--- START ---

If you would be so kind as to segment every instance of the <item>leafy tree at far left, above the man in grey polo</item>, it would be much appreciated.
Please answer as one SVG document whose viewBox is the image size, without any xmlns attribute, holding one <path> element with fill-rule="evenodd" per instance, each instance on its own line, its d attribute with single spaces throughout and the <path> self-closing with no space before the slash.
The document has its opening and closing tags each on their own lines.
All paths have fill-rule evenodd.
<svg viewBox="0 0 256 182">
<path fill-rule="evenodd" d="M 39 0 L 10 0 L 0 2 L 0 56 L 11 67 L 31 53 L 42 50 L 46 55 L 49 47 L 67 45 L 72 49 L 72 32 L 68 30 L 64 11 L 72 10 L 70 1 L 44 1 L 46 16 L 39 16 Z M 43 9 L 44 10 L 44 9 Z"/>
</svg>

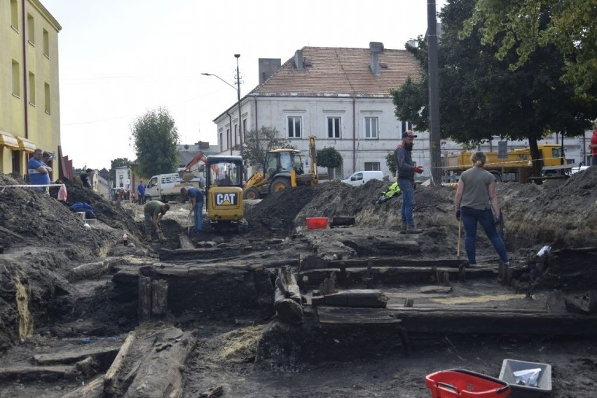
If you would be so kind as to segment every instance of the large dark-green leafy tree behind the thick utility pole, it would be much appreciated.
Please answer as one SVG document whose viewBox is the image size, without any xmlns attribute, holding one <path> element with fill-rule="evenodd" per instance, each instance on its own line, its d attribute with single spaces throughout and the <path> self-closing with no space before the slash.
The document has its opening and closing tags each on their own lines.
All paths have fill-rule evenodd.
<svg viewBox="0 0 597 398">
<path fill-rule="evenodd" d="M 462 24 L 472 15 L 474 3 L 448 0 L 441 12 L 441 137 L 461 143 L 479 143 L 496 135 L 502 139 L 528 139 L 531 156 L 537 160 L 538 139 L 551 132 L 568 136 L 584 133 L 594 111 L 589 102 L 575 97 L 572 85 L 561 81 L 563 57 L 558 48 L 538 48 L 526 64 L 515 71 L 509 69 L 514 55 L 498 60 L 497 46 L 482 45 L 478 28 L 460 39 Z M 418 121 L 418 130 L 427 127 L 426 57 L 420 53 L 426 53 L 426 47 L 423 38 L 418 39 L 417 47 L 407 47 L 422 63 L 420 83 L 405 84 L 392 92 L 397 116 Z M 419 119 L 413 116 L 416 109 Z M 534 165 L 538 175 L 540 163 Z"/>
</svg>

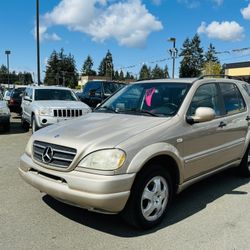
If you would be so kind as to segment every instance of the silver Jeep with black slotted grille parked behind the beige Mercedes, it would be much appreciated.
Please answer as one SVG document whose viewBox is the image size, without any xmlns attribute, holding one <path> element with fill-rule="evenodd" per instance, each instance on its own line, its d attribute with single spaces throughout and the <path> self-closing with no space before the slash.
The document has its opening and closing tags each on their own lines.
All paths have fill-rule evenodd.
<svg viewBox="0 0 250 250">
<path fill-rule="evenodd" d="M 27 87 L 22 99 L 22 126 L 39 128 L 91 112 L 74 92 L 62 87 Z"/>
</svg>

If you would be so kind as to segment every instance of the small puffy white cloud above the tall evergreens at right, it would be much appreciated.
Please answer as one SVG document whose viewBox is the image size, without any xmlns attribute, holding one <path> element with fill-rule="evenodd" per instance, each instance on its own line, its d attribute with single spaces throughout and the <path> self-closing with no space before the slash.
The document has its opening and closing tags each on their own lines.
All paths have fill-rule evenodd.
<svg viewBox="0 0 250 250">
<path fill-rule="evenodd" d="M 199 34 L 204 33 L 209 38 L 215 38 L 223 41 L 240 41 L 244 35 L 244 28 L 241 27 L 237 22 L 212 22 L 206 25 L 202 22 L 200 27 L 197 29 Z"/>
</svg>

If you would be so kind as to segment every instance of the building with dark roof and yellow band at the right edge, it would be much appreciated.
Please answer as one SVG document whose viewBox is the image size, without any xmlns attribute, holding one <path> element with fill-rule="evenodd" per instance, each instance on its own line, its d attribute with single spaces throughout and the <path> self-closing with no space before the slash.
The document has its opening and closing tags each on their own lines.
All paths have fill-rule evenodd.
<svg viewBox="0 0 250 250">
<path fill-rule="evenodd" d="M 224 64 L 225 75 L 238 77 L 250 83 L 250 61 Z"/>
</svg>

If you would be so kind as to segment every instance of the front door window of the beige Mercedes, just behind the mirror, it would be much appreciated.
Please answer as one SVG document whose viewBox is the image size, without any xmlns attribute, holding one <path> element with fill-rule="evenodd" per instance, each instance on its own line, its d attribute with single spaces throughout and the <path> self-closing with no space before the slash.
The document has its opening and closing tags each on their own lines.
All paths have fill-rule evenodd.
<svg viewBox="0 0 250 250">
<path fill-rule="evenodd" d="M 216 116 L 221 115 L 218 89 L 215 83 L 204 84 L 196 90 L 188 109 L 188 115 L 194 115 L 195 110 L 199 107 L 212 108 Z"/>
</svg>

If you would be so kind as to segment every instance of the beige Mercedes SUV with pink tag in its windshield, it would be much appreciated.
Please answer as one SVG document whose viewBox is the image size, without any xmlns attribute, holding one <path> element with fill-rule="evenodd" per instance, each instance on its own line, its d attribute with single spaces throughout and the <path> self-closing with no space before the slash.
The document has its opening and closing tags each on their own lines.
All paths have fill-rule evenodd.
<svg viewBox="0 0 250 250">
<path fill-rule="evenodd" d="M 154 227 L 189 185 L 229 167 L 249 178 L 246 84 L 205 77 L 129 84 L 93 113 L 35 133 L 19 172 L 60 201 Z"/>
</svg>

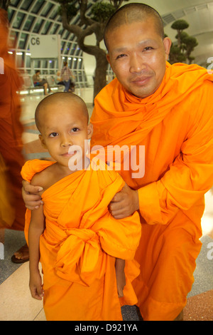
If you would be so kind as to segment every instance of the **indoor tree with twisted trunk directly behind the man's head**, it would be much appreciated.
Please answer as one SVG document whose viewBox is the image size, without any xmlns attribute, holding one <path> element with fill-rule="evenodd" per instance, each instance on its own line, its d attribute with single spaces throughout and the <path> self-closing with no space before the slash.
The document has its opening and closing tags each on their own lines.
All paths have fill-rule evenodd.
<svg viewBox="0 0 213 335">
<path fill-rule="evenodd" d="M 97 3 L 92 5 L 92 15 L 87 16 L 88 0 L 58 0 L 63 28 L 74 33 L 81 50 L 93 55 L 96 59 L 94 97 L 97 96 L 97 93 L 99 93 L 99 91 L 106 85 L 108 62 L 106 50 L 100 45 L 104 38 L 104 27 L 111 14 L 113 14 L 124 1 L 129 0 L 110 0 L 108 2 L 97 1 Z M 77 16 L 77 14 L 80 15 L 80 20 L 77 24 L 72 24 L 71 19 Z M 93 33 L 96 43 L 95 45 L 87 45 L 84 40 L 87 36 L 92 35 Z"/>
</svg>

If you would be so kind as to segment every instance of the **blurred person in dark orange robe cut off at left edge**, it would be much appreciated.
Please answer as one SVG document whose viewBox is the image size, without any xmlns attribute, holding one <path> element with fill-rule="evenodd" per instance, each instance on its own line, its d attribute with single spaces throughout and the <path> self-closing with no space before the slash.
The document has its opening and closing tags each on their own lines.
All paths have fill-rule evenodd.
<svg viewBox="0 0 213 335">
<path fill-rule="evenodd" d="M 9 22 L 7 12 L 0 9 L 0 153 L 6 164 L 9 177 L 9 191 L 13 195 L 15 220 L 10 222 L 12 230 L 24 229 L 26 207 L 21 196 L 21 168 L 23 158 L 23 143 L 21 136 L 23 126 L 20 122 L 21 102 L 17 91 L 21 88 L 21 78 L 18 76 L 13 56 L 8 53 Z M 9 228 L 7 226 L 6 228 Z M 28 260 L 28 248 L 23 248 Z M 16 257 L 13 255 L 13 260 Z"/>
</svg>

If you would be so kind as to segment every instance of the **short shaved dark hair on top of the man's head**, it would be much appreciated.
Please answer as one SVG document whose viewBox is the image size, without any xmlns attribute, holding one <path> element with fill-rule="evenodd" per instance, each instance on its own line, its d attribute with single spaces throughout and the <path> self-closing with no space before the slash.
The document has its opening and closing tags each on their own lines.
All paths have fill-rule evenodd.
<svg viewBox="0 0 213 335">
<path fill-rule="evenodd" d="M 104 43 L 109 50 L 109 42 L 107 34 L 114 29 L 119 28 L 124 24 L 133 24 L 134 22 L 146 21 L 148 18 L 153 18 L 157 33 L 164 38 L 163 21 L 158 11 L 146 4 L 126 4 L 119 8 L 109 19 L 104 30 Z"/>
</svg>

--- END ---

* The problem
Show every line of the entries above where the word "left" occurs.

* Output
If you would be so kind as to segment every instance of the <item>leafy tree at far left, above the man in grey polo</item>, it would be much appreciated.
If you would be so kind as to segment every instance of the **blurred person in dark orange robe cut off at left edge**, it would be much appreciated.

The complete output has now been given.